Segment Start: READING PASSAGE

As a Newton resident and a student researcher at MIT, I am particularly concerned about how national budget decisions affect our local communities and public health. The project that I have worked on for the past year, developing a vaccine for a deadly fungal infection, has been cancelled due to NIH and Fulbright budget cuts. The vaccine was to combat the Candida auris outbreak our country is currently facing, an urgent action given its multidrug resistant nature and 30–72% mortality rate.
In 2023, there were 4,514 confirmed cases of the infection in the U.S., and that number has doubled each year since 2016. These are all vast underestimates though, because most facilities don’t have the tools to test for the pathogen. It is likely that 4,000-17,000 Americans will die from Candida auris during 2025; we need a vaccine to prevent further deaths.
A vaccine for this infection would lead the way for other anti-fungal vaccines, none of which currently exist. Fungal infections kill over 3.8 million people globally each year. A breakthrough on this front would put the U.S. as the leading nation in this field.
Even if one’s sole motivation was money, gutting the budget for NIH is still ridiculous. The NIH returns $2.56 to the American economy for every dollar spent on the program. In 2024 alone, NIH produced $94.58 billion for the U.S. economy and supported nearly half a million jobs.
Budget cuts to the NIH are a net negative in every regard. Newton is a community that values science, education, and public health. We all need to stand up and protest the current budget cuts. Please call and write Newton’s Washington delegation — Senator Warren, Senator Markey, and Representative Auchincloss — today.

Segment End: READING PASSAGE
Segment Start: RECORDS PROVIDED

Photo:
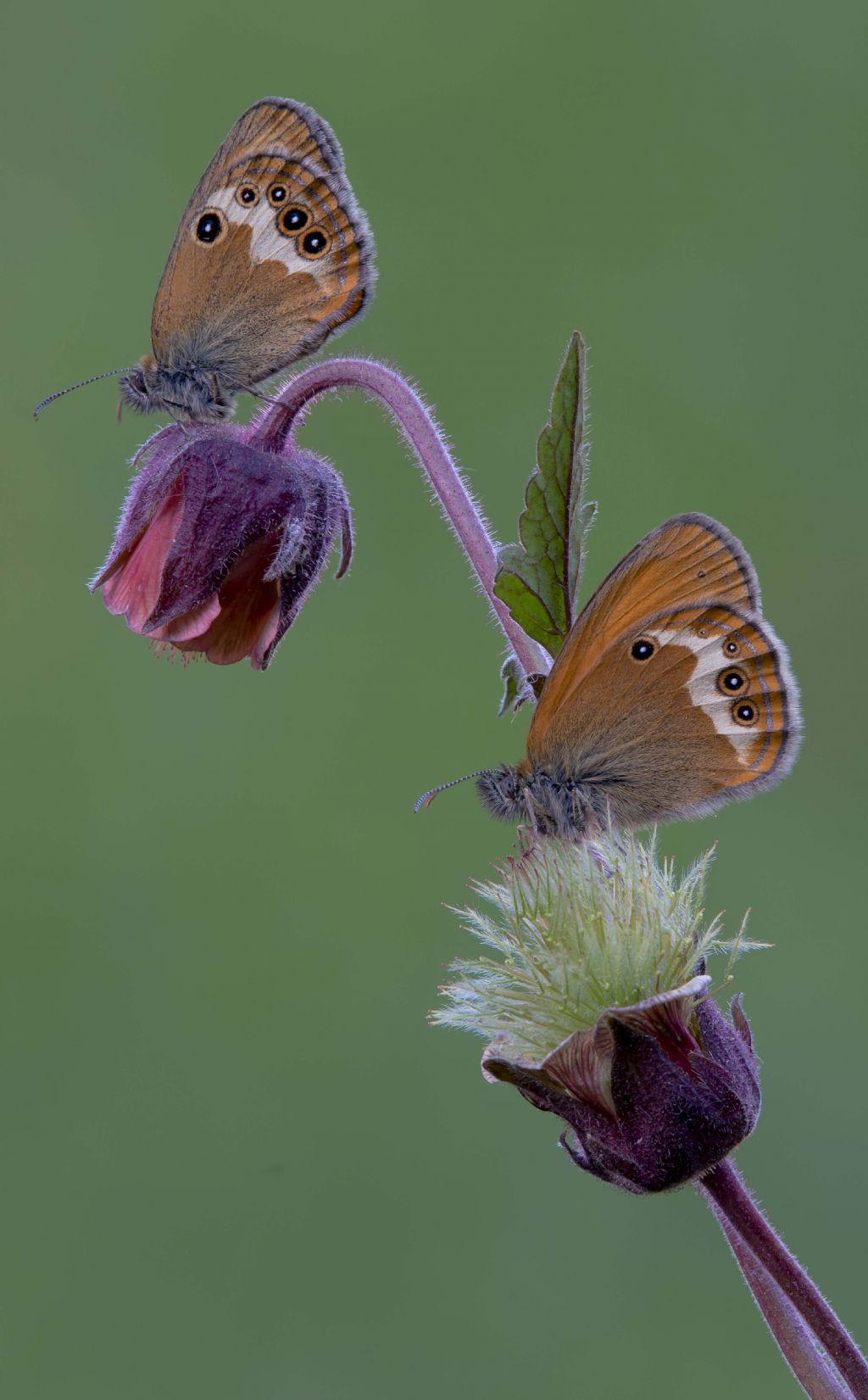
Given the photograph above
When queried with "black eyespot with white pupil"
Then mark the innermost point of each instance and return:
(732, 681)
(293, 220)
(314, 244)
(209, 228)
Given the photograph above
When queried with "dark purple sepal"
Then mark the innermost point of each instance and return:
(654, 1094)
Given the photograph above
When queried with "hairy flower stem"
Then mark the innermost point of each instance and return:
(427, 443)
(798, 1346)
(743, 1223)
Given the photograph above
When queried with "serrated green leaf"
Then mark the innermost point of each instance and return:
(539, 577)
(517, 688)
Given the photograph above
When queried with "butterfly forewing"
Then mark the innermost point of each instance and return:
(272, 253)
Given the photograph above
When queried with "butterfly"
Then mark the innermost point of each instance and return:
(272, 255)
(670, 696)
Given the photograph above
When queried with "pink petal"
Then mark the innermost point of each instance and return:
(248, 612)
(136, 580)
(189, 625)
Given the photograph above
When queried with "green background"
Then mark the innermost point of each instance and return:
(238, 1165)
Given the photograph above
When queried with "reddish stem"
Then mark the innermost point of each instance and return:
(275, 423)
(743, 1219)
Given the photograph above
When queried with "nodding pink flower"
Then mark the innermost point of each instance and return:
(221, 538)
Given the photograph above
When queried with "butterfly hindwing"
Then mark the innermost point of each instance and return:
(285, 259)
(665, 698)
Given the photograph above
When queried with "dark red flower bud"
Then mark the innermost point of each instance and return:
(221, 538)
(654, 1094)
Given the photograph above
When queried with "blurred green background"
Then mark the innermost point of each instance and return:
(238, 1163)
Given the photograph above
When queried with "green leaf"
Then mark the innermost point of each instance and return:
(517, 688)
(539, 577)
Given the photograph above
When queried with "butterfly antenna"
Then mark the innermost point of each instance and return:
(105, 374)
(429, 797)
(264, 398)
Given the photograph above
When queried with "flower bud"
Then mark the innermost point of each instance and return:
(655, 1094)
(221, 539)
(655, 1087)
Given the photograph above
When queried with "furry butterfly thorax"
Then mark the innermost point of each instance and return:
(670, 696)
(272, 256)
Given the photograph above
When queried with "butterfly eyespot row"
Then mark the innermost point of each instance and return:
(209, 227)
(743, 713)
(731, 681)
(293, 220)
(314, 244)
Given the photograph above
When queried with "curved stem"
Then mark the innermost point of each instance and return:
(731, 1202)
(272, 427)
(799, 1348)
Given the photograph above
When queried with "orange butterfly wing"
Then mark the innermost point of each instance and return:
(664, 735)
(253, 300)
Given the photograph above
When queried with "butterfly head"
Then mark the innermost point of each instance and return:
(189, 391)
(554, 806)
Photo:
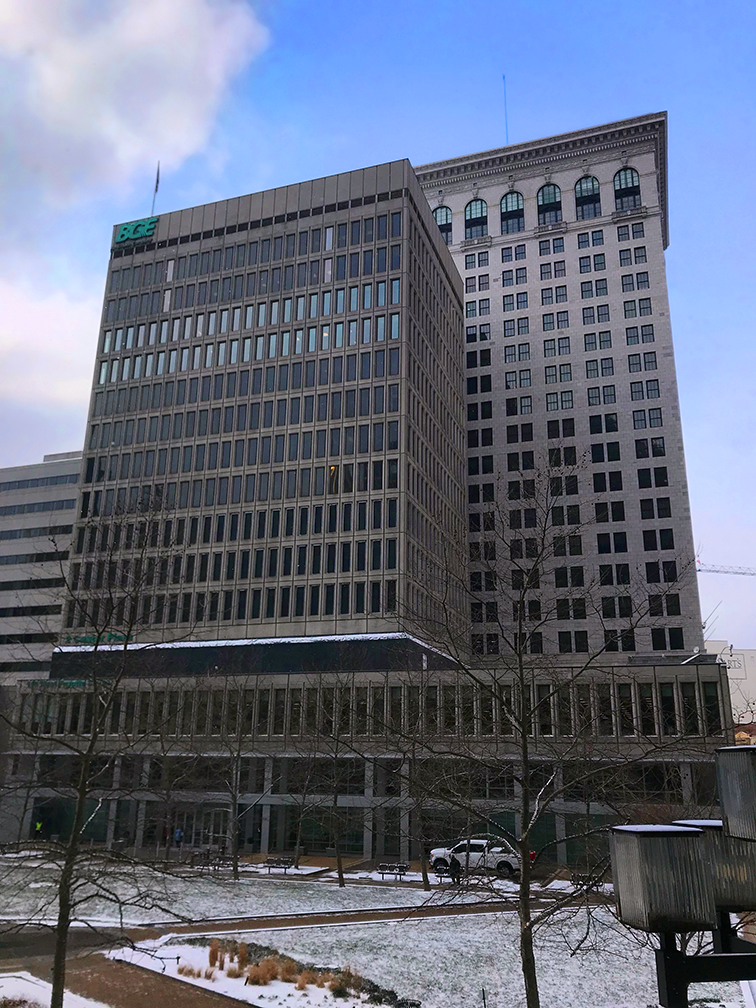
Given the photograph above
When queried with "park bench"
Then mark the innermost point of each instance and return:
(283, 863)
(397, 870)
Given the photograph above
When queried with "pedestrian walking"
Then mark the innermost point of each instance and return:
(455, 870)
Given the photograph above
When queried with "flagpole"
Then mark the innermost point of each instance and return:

Segment End: RECORDS PROVIDED

BRIEF: Reproduce everything in the piece about NIH budget cuts from "A vaccine for this" down to "Auchincloss — today.". Rely only on the piece about NIH budget cuts.

EXERCISE OUTPUT:
A vaccine for this infection would lead the way for other anti-fungal vaccines, none of which currently exist. Fungal infections kill over 3.8 million people globally each year. A breakthrough on this front would put the U.S. as the leading nation in this field.
Even if one’s sole motivation was money, gutting the budget for NIH is still ridiculous. The NIH returns $2.56 to the American economy for every dollar spent on the program. In 2024 alone, NIH produced $94.58 billion for the U.S. economy and supported nearly half a million jobs.
Budget cuts to the NIH are a net negative in every regard. Newton is a community that values science, education, and public health. We all need to stand up and protest the current budget cuts. Please call and write Newton’s Washington delegation — Senator Warren, Senator Markey, and Representative Auchincloss — today.